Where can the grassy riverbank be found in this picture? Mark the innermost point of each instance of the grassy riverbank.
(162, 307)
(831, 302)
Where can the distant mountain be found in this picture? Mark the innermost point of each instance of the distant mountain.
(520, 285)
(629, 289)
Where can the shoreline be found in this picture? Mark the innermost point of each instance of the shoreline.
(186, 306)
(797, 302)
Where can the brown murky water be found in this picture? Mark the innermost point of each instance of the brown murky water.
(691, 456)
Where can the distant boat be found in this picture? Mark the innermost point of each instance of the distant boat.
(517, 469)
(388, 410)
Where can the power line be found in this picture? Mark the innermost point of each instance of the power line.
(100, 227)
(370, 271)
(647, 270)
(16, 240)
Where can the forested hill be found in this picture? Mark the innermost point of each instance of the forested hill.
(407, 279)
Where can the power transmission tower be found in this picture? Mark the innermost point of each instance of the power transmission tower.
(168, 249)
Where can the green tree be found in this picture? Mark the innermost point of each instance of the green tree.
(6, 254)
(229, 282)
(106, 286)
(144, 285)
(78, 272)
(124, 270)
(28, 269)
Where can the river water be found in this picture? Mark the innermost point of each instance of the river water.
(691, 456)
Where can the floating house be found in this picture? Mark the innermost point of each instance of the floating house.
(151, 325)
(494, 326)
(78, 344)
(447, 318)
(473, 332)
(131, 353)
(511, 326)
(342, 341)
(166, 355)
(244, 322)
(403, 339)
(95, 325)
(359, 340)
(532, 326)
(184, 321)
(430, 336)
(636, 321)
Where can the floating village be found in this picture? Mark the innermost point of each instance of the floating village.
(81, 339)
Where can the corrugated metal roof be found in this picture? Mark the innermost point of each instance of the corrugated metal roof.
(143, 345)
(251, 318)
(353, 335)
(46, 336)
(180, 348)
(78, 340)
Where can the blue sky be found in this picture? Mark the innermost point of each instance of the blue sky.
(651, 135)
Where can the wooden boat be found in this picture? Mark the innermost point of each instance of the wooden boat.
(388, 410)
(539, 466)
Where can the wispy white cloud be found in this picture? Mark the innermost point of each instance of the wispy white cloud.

----

● **What needs to be done**: Copy the entries word for word, starting at the line containing "Where can the wooden" and continuing through the last line of the entries, both included.

● **Problem solution**:
Where can the wooden boat be found in this picture? Mark the innermost point of each instance of the wooden boat.
(388, 410)
(539, 466)
Where can the wispy white cloud be found in this picture? Mark the innermost point of each instance of the wispy white cloud.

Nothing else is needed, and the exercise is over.